**What you should do**
Quote, word for word, every line of the records below from the line containing "Point to the tie" down to the line containing "[(680, 143), (10, 124), (51, 269), (123, 111)]", including both of those lines.

[Rows from a dataset]
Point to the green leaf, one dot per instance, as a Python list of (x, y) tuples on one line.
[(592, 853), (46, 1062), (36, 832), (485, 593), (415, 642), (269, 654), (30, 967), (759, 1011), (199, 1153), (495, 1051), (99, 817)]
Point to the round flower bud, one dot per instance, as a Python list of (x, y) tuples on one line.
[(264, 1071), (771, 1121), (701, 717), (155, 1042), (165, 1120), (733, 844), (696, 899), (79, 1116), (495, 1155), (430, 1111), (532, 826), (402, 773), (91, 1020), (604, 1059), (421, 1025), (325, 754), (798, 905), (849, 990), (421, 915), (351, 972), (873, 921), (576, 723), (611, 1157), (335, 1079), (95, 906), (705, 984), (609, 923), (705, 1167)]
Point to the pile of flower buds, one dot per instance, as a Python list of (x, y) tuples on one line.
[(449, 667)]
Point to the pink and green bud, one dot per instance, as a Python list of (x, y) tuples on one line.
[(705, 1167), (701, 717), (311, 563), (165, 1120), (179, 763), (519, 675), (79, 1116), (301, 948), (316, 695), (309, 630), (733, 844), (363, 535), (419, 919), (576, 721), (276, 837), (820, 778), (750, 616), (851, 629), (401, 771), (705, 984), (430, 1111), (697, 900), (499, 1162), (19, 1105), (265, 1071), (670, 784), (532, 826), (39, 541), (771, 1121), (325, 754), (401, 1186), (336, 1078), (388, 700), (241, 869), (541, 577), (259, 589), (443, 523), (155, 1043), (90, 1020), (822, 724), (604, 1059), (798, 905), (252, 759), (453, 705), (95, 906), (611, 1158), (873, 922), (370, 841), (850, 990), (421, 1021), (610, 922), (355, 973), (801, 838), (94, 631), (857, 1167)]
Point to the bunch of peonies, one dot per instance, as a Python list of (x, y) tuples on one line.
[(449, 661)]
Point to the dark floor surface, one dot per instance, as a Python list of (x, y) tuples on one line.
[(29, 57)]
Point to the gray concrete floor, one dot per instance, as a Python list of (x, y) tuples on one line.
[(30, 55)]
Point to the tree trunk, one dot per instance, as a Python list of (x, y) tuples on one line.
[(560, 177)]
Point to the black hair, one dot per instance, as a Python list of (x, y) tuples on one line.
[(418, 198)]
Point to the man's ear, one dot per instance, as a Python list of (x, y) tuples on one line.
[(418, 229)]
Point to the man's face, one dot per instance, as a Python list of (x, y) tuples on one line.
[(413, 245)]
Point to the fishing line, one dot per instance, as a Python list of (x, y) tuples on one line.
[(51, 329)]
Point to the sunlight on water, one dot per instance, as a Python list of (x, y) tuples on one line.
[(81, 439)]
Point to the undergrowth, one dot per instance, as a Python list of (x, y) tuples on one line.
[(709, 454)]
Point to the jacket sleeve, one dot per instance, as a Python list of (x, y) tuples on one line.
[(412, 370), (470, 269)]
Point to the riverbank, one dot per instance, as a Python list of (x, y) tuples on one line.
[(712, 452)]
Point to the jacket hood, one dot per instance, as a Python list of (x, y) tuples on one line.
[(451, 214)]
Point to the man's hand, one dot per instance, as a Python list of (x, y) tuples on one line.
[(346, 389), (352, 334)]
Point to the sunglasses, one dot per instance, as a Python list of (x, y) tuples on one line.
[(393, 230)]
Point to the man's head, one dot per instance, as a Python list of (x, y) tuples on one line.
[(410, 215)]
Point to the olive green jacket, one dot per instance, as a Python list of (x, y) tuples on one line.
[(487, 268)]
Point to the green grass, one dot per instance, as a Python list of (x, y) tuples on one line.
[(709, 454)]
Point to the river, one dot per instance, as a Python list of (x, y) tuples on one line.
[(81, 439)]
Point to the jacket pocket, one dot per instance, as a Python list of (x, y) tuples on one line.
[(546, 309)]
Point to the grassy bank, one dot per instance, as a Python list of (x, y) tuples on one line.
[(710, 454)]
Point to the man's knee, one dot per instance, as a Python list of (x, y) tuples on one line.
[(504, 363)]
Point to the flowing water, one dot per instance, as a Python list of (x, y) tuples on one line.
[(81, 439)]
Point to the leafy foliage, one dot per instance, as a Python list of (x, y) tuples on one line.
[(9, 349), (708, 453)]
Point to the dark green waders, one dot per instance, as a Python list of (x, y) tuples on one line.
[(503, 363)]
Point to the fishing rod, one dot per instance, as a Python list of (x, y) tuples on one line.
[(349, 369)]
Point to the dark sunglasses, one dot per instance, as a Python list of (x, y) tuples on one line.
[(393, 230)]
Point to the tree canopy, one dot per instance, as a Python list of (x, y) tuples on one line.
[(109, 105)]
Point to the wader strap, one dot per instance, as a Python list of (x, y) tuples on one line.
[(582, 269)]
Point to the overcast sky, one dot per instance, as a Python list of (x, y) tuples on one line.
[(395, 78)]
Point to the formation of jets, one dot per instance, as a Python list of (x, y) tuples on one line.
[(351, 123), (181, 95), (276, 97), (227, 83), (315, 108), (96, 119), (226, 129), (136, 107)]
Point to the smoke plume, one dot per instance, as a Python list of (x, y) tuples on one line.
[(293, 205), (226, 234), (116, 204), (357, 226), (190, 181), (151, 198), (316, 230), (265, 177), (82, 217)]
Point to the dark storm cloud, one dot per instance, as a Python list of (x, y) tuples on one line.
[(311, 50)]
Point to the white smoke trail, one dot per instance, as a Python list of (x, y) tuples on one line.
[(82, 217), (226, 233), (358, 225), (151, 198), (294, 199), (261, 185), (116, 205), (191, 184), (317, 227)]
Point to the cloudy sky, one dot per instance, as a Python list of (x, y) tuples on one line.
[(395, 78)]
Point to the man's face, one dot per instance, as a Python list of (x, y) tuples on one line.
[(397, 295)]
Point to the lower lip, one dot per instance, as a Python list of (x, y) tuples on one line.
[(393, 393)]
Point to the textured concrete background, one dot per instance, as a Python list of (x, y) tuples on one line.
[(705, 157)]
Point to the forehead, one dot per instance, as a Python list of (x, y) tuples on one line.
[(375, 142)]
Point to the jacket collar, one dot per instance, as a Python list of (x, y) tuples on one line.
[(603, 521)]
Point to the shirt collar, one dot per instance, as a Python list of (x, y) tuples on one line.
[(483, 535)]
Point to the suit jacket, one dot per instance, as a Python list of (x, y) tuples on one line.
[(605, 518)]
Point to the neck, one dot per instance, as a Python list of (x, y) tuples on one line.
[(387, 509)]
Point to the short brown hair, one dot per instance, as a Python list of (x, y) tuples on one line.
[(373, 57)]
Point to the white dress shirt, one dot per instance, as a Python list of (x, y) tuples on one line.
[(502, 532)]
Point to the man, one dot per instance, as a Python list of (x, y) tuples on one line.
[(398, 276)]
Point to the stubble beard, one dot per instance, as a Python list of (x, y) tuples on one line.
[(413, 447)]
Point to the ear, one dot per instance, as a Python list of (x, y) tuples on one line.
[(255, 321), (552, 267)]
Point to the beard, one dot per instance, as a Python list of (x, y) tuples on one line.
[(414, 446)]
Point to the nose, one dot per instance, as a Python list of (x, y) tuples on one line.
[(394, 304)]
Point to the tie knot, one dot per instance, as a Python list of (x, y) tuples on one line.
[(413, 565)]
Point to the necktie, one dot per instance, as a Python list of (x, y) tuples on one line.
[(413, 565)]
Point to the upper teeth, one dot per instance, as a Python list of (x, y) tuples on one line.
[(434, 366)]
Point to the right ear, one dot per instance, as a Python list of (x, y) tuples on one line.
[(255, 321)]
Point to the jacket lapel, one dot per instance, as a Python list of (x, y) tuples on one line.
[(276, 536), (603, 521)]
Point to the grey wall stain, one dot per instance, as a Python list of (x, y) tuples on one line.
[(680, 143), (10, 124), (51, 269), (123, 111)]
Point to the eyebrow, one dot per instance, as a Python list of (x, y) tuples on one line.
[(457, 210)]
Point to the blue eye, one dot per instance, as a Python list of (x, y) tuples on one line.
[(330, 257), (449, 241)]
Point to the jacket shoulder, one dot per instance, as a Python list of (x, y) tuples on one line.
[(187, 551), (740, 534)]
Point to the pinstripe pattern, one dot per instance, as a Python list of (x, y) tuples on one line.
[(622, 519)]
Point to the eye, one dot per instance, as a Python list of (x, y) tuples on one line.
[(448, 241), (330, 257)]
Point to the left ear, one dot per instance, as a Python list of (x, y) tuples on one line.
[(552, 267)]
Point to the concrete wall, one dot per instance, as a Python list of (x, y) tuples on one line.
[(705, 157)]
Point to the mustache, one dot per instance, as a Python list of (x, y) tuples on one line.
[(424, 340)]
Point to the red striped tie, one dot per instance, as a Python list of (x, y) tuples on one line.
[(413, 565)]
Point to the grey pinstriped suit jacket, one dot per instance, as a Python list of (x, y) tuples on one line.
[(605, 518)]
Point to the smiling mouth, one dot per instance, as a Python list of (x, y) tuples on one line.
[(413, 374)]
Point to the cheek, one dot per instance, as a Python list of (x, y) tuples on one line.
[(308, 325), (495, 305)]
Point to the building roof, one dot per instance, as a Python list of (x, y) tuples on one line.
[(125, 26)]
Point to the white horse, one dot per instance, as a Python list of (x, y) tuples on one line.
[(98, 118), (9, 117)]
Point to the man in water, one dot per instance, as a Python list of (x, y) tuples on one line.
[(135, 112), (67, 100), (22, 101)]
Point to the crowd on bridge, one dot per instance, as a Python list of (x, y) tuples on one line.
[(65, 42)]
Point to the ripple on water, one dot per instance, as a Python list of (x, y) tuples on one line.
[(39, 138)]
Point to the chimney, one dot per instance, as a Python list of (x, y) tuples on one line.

**Result of this exercise**
Point to the tie knot, one dot per instance, as a Python list of (x, y) tuples on one line.
[(413, 565)]
Point to the necktie, one dot per instance, as a Python list of (x, y) tuples on one line.
[(413, 565)]
Point to the upper teeth, one dot per instance, as a Python list of (x, y) tuples on one line.
[(434, 366)]
Point to the right ear, one dot per instance, as a Python list of (x, y) tuples on one line.
[(255, 321)]
Point to the jacket lapel, one dot per instance, as a Python list of (x, y) tuples on one line.
[(276, 536), (603, 521)]
Point to the grey wall stain, one dot per instance, as a Python list of (x, y) tuples on one line.
[(680, 143), (10, 124), (51, 269), (123, 111)]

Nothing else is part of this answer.